-- START EXTRACTED TEXT --
From what I know, for a nice rectangle slab with 4 edges bounded by beams, one can distribute the slab loading to adjacent beam via the Tributary Area method.

But what if the slab is irregular, or there are arbitrary line loads on the slab, or the slab is not of uniform method, or not all sides of the slabs are covered by beams? How should the slab's dead load and live load, and any load on slab be distributed to beams? Is there a general way?

• The most general method would be to use a numerical model consisting the slab as well, thus the load transferring mechanism is captured by the model. Within the finite element (FEM) paradigm plate elements would suffice. With today's computers and FEM applications it can be easily solved. Apr 29, 2016 at 8:24
• @Arpi, it's easy to say that FEM solves this problem, as if it's a panacea. But I would appreciate if you can elaborate on this. How does FEM solve it from first principle, and how does it compare with the tributary area method in the simplest case? Apr 29, 2016 at 9:45

Extension of my comment to an answer, feel free to edit and expand it!

The most general method would be to use a numerical model consisting the slab as well, thus the load transferring mechanism is captured by the model. Within the finite element (FEM) paradigm plate elements would suffice. With today's computers and FEM applications it can be easily solved.

I do not know about your background and experience but using plate elements with line elements to model slabs with beams is quite widespread. That is why I just mentioned FEM without any further details. If you could provide more details on your experience or formulate more specific questions, e.g. how to model the eccentricity of beams, beam slab connection, then we might be able to give equally specific answers.

Here are two practitioners' guides on modelling of reinforced concrete slabs:

Recommendations for finite element analysis for the design of reinforced concrete slabs

How to Design r.c. Flat Slabs Using Finite Element Analysis

Regarding how the tributary approach compares with FEM plate model for a simple case:

A Case Study Comparing Two Approaches for Applying Area Loads: Tributary Area Loads vs Shell Pressure Loads

Based on their simple example for a particular slab-to-beam stiffness ratio: The tributary area method is on the safe side and yields to about 20% overestimation of maximal bending moment and shear force.

These are based on a single, simple example thus the results are not conclusive, at best only indicative.

Since the structure type was not mentioned and maybe you have other than a building structure in mind, here are two relevant books on bridge decks:

O'Brien and Keogh: Bridge Deck Analysis

Hambly: Bridge Deck Behaviour
-- END EXTRACTED TEXT --
-- START DATA ROWS --
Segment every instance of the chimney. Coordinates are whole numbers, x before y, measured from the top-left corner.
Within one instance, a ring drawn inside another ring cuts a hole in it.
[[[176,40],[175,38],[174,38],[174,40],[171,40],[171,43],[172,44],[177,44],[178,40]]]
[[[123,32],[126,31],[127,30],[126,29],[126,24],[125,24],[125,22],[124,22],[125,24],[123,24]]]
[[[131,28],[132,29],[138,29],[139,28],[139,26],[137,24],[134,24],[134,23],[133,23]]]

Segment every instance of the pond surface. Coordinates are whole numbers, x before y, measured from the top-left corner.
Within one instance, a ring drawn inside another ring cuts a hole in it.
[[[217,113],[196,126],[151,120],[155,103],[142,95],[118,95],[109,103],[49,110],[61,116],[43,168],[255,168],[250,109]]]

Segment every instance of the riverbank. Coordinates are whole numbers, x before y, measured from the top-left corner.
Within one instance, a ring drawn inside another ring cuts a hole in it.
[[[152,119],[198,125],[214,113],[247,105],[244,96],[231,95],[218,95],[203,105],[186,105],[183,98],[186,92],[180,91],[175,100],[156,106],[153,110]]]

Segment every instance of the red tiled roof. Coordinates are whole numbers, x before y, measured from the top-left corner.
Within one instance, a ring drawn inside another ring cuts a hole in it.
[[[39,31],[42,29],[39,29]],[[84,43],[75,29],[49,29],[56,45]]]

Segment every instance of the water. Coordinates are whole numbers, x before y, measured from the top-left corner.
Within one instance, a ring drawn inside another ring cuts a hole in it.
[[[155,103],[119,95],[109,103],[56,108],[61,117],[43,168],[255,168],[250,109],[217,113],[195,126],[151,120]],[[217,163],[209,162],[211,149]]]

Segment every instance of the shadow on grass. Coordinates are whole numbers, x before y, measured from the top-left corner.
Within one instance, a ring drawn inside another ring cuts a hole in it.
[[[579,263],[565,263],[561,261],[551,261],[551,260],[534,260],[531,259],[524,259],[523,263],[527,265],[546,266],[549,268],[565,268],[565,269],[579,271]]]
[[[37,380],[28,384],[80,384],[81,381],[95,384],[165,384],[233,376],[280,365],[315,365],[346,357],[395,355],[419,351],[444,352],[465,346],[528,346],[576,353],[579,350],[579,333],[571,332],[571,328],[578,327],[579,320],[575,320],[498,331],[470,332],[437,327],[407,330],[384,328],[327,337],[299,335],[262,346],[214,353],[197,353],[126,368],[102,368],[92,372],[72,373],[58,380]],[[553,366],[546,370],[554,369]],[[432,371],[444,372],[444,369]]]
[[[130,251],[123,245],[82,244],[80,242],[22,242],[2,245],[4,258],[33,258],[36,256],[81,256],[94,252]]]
-- END DATA ROWS --
• [PROBLEMS AND TASKS]:
1 - Return the part of the slab load thread from "I do not know" to "equally specific answers.".
2 - In the slab load thread, by roughly how much does the tributary area method overestimate the maximal bending moment and shear force in the cited case study?
The records aren't needed for anything here.

• [EXPECTED RESULTS]:
1 -
I do not know about your background and experience but using plate elements with line elements to model slabs with beams is quite widespread. That is why I just mentioned FEM without any further details. If you could provide more details on your experience or formulate more specific questions, e.g. how to model the eccentricity of beams, beam slab connection, then we might be able to give equally specific answers.

2 - By about 20%.